▶ EXTRACTED TEXT
--------------------------------------------------

South Carolina Shooting Leaves Five Dead
The victims included the doctor’s wife and two of their eight grandchildren. The gunman, identified as a former N.F.L. cornerback, was found dead at a nearby home.,
A doctor, his wife and two of their grandchildren were fatally shot in their house in Rock Hill, S.C., late Wednesday, and a fifth person was found dead outside, the police said
A neighbor of the family was found dead of a self-inflicted gunshot at a second home nearby, after a standoff with the police, who had been serving a search warrant, the authorities said.
The York County Coroner’s office on Thursday identified him as Phillip Adams, 32. Mr. Adams was a former professional football cornerback who was on the rosters of six teams over six seasons in the N.F.L.
The York County sheriff’s office, in a post on Twitter, identified four of the people killed as Dr. Robert Lesslie, his wife, Barbara, and two of their grandchildren. The coroner identified the children as Adah Lesslie, 9, and Noah Lesslie, 5. The website of a medical office where Dr. Lesslie, 70, worked said that he and his wife, 69, had eight grandchildren.

--------------------------------------------------

Items from a dataset

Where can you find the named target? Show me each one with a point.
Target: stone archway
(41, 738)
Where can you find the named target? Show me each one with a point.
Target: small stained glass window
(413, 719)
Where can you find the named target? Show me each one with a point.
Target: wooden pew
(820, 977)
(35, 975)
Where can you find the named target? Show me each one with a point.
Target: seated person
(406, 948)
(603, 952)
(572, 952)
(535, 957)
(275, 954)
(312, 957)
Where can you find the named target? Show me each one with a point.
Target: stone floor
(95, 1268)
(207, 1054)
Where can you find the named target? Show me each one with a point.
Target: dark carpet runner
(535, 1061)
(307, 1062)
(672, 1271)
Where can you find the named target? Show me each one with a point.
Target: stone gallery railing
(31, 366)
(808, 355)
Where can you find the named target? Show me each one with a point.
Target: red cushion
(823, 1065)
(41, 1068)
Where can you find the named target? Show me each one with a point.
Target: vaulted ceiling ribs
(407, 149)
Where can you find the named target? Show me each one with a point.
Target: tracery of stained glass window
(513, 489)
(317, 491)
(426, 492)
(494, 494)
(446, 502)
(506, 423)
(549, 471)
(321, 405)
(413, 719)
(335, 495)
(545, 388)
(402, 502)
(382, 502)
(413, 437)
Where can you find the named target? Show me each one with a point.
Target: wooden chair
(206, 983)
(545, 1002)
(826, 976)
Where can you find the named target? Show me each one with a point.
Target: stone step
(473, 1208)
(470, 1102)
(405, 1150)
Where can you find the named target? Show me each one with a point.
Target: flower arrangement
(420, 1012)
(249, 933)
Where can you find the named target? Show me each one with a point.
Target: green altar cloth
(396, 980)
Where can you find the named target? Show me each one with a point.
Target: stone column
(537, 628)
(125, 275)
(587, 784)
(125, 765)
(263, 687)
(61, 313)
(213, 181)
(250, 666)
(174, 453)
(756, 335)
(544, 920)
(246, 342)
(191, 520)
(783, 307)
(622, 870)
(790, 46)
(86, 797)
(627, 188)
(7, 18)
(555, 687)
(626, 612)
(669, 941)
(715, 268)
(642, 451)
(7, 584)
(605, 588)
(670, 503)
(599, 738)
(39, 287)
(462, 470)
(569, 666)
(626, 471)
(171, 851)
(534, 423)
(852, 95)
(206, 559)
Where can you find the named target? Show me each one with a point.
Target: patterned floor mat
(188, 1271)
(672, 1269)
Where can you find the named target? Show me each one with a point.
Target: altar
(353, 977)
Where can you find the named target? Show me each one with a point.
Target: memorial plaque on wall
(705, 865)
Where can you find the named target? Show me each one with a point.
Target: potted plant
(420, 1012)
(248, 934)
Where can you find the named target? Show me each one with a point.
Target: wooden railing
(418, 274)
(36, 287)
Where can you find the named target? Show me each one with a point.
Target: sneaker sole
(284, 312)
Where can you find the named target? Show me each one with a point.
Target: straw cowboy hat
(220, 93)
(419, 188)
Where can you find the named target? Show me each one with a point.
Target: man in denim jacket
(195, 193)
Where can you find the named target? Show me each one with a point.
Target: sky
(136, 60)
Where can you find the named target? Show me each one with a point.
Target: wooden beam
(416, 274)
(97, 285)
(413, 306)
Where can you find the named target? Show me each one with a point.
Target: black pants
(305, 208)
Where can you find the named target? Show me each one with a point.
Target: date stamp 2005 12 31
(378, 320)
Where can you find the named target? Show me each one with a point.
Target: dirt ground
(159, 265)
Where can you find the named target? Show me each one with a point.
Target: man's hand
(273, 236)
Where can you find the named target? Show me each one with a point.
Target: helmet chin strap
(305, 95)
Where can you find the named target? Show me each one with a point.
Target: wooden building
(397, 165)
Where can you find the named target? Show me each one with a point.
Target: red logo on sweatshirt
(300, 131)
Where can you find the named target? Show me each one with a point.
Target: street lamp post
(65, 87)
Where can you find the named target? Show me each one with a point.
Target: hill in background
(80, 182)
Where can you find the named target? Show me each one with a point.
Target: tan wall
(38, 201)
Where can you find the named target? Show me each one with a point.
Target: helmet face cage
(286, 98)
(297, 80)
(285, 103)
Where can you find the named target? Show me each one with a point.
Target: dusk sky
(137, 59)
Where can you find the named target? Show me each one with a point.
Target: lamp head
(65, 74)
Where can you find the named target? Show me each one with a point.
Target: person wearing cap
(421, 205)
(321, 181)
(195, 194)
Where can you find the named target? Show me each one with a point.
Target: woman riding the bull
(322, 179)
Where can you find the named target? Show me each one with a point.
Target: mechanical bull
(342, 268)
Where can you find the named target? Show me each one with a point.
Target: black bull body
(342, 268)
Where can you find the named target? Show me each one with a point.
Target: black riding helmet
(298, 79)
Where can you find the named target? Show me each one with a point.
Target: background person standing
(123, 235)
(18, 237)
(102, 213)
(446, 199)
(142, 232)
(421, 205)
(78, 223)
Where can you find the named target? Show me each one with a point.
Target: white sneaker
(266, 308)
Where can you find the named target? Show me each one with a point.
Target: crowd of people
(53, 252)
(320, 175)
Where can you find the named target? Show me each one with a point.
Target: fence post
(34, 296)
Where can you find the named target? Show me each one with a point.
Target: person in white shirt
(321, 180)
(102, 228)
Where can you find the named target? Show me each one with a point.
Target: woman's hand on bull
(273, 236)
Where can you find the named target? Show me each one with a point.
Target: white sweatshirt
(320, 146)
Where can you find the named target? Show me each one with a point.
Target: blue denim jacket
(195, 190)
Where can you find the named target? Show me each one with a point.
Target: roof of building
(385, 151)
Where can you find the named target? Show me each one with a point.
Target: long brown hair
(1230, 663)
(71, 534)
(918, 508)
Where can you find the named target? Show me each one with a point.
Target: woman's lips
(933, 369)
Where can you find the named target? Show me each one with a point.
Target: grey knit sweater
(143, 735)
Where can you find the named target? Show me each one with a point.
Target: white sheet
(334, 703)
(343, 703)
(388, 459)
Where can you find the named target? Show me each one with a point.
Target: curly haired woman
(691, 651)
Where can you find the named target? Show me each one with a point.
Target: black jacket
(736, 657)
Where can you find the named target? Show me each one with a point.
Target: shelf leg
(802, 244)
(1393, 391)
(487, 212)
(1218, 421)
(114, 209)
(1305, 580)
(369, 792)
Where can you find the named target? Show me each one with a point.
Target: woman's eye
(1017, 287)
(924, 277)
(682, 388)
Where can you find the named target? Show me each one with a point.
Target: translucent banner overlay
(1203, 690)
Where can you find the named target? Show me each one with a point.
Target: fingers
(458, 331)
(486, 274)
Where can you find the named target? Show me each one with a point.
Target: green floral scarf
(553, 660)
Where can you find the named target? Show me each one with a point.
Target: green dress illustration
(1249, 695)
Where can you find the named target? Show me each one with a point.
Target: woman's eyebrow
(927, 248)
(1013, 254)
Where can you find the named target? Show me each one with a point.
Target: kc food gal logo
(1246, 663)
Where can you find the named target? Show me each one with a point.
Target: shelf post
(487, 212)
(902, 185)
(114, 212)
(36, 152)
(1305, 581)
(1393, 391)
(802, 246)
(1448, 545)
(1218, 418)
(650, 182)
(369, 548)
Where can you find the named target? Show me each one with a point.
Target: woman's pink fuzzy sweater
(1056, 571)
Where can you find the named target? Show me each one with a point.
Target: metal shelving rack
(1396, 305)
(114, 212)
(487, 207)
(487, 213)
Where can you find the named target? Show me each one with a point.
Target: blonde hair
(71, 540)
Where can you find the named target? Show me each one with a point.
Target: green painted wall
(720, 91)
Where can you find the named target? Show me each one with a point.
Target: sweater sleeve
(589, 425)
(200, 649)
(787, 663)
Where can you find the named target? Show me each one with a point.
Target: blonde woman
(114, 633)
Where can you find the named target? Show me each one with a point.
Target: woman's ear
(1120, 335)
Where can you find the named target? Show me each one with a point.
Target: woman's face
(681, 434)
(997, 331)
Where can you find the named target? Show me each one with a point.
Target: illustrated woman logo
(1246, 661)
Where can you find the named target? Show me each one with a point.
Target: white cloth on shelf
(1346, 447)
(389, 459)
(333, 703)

--------------------------------------------------

▶ WHAT TO PRODUCE
From the article about the South Carolina shooting, quote the passage word for word, starting with "The York County Coroner’s" and going on through "in the N.F.L.".

▶ WRITTEN ANSWER
The York County Coroner’s office on Thursday identified him as Phillip Adams, 32. Mr. Adams was a former professional football cornerback who was on the rosters of six teams over six seasons in the N.F.L.